- _EXERCISE_
Set the records down again, exactly, without their images.

[Image-grounded pointing data]
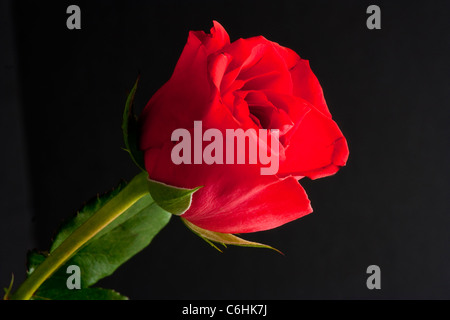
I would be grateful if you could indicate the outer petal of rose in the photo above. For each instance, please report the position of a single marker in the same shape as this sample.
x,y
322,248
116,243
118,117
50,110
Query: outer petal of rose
x,y
189,93
234,198
216,40
317,148
306,86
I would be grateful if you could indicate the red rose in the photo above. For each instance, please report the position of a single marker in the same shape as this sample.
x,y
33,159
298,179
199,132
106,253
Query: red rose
x,y
250,83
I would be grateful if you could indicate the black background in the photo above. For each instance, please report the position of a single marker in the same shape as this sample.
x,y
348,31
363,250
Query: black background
x,y
62,97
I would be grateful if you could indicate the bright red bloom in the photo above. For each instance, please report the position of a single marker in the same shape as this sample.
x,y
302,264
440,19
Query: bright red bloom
x,y
250,83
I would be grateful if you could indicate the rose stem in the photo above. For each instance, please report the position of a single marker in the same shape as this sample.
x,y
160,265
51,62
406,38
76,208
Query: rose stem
x,y
134,191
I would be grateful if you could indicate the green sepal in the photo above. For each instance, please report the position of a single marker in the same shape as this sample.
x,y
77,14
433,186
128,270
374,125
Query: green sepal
x,y
130,129
172,199
224,238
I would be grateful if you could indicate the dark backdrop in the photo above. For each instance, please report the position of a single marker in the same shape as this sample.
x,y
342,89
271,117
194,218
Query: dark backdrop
x,y
64,92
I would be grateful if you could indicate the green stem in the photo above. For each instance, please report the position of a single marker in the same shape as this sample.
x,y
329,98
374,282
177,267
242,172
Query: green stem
x,y
134,191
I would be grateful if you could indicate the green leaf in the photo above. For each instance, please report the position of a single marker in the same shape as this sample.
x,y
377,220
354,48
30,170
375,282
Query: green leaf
x,y
172,199
55,287
120,240
8,290
224,238
130,130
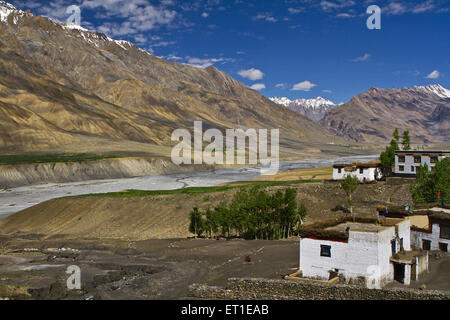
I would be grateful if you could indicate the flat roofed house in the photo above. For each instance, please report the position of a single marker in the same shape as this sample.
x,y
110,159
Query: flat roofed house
x,y
369,171
368,249
430,225
406,162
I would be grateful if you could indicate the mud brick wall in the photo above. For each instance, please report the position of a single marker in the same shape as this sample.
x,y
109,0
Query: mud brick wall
x,y
249,288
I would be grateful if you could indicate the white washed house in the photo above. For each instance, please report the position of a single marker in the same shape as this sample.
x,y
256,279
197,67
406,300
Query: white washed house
x,y
370,171
430,227
406,162
361,250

- _EXERCISE RESPONSE_
I would be grateful if you could indicate the outer petal of rose in the photo above. For each instance, please report the position of a single marker in the same shape as this sample.
x,y
322,248
116,243
118,117
50,110
Query: outer petal of rose
x,y
189,93
234,198
216,40
317,148
306,86
I would be grateful if you could indicate the red rose in the photo above. For each instance, please report the position of a single marker in the same shape as this sample.
x,y
33,159
298,179
199,132
106,253
Query: red rose
x,y
250,83
I would be grateful if you could indicate the black background in the photo above. For each instance, please report the position of a single marker in the same shape as this sample.
x,y
348,31
363,250
Query: black background
x,y
62,97
I would be grateful if you could indicate the bright red bloom in the photo above. For each instance, please report the position of a single marker in the same shape as this sample.
x,y
302,264
440,19
Query: bright red bloom
x,y
250,83
I would be grateful if you could indicate the rose stem in the photo above. For each instance, please report the position of a single marker in the same shape as this sample.
x,y
160,265
51,62
406,38
76,208
Query: rose stem
x,y
134,191
I would be grateful if you could indicate the green sepal in the photo above. For each instance, please report the position of a single marker in the same shape as this sample.
x,y
77,14
433,186
128,270
374,125
Query: green sepal
x,y
130,129
172,199
224,238
I would be grateful if you could indicate the dark backdrop in the photo above. For each instance, please report the position of a single marker in the same shape as this sample.
x,y
342,89
271,117
194,218
Query: dark backdrop
x,y
64,92
I would be grateful if you could indicate the green stem in the photo above. For each instance, please report the position of a single marker in the same shape as this sample.
x,y
329,98
374,282
177,267
242,172
Query: green stem
x,y
134,191
I would be grateful if you could indicate the green leaf in the photo above. For each instance, please report the position of a single marker in the same shape as this sample.
x,y
377,220
354,48
30,170
375,282
Query: green leaf
x,y
172,199
55,287
120,240
8,290
224,238
130,130
I would be grateful if you could indicate the flat roofed house in the photo above. For each instance, please report the position of a single marker in the same shape as this sample.
x,y
110,159
Query: flat roofed house
x,y
369,171
368,249
430,225
406,162
I would be grateful if you could indicate the mud brick wall in the photo above. For each instance, please report the position of a single marker in the same shape as this sample.
x,y
109,0
Query: mud brick wall
x,y
249,288
I would be grateful if you could indicate the white washed house in the photo above. For each instance, please report the position of a single marker in the same shape as this sample.
x,y
256,279
197,67
406,300
Query: white washed house
x,y
370,171
430,227
406,162
361,250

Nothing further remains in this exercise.